**Study material**
● ● ●

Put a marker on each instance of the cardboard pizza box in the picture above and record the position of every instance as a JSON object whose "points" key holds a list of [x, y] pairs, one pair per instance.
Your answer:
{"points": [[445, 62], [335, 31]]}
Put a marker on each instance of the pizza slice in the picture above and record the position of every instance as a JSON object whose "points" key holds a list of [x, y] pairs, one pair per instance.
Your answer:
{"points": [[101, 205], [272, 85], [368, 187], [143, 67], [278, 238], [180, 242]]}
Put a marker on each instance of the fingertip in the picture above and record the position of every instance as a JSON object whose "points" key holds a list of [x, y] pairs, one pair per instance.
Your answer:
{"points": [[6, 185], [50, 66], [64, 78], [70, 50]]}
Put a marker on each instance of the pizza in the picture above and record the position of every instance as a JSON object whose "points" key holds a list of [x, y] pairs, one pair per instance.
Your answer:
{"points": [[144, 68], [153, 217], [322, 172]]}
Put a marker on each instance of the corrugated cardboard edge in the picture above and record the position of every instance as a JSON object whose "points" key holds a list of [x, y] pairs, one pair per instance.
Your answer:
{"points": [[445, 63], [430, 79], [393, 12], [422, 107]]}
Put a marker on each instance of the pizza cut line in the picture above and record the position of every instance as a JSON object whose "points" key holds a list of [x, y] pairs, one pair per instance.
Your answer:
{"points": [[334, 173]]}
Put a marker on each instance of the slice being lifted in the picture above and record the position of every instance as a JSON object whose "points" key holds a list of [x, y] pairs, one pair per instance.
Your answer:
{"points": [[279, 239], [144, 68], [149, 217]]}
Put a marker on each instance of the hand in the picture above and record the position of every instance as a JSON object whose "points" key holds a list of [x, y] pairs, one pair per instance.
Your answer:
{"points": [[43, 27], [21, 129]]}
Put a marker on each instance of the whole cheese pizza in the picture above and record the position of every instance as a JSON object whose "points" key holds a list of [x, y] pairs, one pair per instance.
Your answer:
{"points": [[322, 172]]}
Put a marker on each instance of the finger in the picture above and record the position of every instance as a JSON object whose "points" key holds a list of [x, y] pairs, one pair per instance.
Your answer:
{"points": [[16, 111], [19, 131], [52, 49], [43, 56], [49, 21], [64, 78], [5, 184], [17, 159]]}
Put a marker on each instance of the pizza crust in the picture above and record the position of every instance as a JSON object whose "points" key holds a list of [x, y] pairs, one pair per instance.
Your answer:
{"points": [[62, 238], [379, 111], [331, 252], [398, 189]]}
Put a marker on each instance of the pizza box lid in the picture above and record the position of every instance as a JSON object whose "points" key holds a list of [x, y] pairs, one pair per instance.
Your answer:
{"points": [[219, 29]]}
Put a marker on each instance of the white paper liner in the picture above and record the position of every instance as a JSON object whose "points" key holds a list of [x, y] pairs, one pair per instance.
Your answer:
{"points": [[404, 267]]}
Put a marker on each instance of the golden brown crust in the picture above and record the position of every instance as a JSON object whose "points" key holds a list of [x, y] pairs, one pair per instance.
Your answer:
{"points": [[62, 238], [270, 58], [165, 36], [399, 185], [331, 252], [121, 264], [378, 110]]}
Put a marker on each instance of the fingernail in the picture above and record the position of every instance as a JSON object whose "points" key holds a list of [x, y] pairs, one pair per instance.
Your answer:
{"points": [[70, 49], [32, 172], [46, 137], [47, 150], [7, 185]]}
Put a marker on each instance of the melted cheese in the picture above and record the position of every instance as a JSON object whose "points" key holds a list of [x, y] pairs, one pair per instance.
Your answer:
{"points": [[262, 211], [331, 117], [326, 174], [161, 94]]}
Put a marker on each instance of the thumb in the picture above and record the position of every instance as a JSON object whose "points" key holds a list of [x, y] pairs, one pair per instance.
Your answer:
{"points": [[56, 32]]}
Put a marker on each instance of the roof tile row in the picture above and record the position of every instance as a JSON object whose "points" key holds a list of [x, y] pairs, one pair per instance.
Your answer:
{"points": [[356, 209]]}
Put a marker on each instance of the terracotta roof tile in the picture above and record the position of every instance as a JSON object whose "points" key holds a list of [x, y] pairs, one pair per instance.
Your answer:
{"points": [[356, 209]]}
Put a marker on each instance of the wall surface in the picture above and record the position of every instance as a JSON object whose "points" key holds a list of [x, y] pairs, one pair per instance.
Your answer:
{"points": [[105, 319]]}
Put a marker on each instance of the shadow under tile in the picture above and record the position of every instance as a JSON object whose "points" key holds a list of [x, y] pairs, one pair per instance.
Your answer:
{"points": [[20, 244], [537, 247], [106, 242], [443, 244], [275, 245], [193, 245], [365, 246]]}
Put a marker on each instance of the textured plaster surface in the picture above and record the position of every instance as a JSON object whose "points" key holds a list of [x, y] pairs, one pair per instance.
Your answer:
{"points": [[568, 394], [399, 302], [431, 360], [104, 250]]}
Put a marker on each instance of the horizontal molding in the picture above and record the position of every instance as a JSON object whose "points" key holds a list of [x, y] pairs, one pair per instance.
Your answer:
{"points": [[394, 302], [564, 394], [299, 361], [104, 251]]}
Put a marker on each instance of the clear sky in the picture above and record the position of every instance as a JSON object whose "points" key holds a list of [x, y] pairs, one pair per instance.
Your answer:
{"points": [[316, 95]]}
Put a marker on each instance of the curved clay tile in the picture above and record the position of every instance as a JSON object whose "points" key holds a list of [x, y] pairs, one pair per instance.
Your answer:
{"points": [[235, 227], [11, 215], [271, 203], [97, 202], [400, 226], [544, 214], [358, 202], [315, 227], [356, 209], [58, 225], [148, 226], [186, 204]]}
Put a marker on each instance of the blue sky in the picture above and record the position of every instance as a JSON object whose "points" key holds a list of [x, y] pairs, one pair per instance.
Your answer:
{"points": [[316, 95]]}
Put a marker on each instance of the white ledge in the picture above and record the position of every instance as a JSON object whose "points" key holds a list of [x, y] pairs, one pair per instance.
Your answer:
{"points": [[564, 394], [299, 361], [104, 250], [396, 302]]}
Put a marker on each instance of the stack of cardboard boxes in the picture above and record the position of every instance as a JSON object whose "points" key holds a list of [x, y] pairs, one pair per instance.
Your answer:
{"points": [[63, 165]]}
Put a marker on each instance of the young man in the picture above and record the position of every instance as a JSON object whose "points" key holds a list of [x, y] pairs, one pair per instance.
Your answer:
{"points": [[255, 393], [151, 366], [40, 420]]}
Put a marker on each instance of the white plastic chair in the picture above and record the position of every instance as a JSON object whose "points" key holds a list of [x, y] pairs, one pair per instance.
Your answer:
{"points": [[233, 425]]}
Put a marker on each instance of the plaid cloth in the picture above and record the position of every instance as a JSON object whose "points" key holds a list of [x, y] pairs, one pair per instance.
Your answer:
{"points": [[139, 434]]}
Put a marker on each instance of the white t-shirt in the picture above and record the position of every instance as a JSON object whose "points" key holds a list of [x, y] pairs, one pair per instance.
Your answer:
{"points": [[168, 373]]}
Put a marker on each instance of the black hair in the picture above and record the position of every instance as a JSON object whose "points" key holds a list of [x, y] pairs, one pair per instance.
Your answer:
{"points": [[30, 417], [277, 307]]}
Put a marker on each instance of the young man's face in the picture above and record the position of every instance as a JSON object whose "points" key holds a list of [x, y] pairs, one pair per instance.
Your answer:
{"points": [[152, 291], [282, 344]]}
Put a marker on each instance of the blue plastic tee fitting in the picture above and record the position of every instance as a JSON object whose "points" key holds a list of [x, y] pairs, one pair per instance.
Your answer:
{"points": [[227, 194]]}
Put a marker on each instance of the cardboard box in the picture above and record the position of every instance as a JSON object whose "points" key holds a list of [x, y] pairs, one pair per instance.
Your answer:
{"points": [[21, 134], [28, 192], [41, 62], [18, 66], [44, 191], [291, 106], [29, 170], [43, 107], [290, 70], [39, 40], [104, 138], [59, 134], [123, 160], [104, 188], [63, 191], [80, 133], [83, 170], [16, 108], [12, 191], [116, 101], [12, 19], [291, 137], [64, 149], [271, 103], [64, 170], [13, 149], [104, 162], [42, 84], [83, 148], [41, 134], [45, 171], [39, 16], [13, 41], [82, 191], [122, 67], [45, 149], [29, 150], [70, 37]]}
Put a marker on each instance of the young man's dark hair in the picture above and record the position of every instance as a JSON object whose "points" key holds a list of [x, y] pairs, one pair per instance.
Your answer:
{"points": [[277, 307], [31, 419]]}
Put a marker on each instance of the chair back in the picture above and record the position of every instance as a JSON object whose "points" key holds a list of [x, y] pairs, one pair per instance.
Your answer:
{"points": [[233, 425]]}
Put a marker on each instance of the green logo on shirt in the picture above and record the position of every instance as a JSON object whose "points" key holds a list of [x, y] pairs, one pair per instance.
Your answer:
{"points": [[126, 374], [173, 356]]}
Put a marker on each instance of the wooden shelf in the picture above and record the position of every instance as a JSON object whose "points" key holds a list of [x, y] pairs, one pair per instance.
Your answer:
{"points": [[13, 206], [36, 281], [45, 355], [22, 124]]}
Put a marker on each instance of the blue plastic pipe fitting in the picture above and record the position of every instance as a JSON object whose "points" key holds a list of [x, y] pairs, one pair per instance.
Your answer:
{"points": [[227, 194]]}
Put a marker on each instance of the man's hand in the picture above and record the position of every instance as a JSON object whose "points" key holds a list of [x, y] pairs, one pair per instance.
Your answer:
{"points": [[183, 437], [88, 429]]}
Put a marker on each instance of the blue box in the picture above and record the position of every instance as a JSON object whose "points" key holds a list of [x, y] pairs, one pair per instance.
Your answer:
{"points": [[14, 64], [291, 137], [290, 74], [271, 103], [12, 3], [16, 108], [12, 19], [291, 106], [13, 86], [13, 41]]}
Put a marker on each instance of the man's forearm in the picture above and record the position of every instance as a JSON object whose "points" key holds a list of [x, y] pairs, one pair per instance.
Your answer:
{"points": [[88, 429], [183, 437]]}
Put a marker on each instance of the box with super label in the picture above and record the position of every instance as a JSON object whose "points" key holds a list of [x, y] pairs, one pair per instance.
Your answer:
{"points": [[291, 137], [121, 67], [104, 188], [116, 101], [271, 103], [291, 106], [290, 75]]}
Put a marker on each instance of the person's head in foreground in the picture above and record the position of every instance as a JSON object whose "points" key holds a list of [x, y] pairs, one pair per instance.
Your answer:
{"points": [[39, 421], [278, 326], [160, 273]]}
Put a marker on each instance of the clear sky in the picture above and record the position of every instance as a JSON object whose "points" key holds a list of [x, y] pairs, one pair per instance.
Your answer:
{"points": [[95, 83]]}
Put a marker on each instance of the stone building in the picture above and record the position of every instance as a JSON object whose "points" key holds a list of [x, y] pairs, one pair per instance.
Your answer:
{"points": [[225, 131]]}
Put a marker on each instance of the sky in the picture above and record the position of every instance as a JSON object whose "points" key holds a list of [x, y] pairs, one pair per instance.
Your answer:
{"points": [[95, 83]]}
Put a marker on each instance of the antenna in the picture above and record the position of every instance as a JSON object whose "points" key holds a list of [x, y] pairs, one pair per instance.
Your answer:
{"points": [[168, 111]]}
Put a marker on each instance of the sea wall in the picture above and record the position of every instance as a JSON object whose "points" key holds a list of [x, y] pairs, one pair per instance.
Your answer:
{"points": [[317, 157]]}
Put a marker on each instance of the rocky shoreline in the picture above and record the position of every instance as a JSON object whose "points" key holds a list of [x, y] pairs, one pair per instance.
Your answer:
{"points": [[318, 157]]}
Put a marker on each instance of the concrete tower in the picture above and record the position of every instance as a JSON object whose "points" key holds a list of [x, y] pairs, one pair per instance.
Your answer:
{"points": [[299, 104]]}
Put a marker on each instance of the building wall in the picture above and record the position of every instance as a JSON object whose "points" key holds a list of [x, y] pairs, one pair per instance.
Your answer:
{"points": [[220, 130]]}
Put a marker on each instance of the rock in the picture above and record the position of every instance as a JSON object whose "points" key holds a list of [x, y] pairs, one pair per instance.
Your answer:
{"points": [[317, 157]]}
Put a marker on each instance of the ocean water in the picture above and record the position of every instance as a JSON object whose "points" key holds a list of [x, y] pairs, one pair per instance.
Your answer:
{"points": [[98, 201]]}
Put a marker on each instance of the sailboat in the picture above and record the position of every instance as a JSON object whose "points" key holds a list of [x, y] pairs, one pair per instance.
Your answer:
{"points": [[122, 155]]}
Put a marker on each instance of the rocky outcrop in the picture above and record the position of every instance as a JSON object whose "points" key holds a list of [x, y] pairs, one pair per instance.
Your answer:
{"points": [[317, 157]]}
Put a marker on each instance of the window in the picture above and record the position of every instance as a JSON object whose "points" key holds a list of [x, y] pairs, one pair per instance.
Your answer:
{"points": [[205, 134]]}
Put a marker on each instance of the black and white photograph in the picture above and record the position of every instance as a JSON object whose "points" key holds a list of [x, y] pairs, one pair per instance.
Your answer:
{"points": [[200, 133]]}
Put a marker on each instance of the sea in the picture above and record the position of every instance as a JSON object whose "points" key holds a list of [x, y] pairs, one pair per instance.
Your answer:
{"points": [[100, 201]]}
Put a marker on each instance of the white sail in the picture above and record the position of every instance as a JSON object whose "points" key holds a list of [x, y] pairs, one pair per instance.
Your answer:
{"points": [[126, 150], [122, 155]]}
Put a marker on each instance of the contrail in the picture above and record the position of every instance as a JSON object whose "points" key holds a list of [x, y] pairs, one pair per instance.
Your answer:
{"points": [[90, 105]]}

● ● ●

**What to work on**
Scan the listing for the string "building", then copy every line where it appears.

**Response box**
Put a marker on each instance of the stone building in the picture above and record the position of every instance as a JSON object whose "points" key holds a list of [x, y] pairs, one pair per instance.
Put a marker on each instance of the building wall in the picture above and record the position of every instance as a JSON object whose "points" key holds a list of [x, y] pairs, one pair per instance.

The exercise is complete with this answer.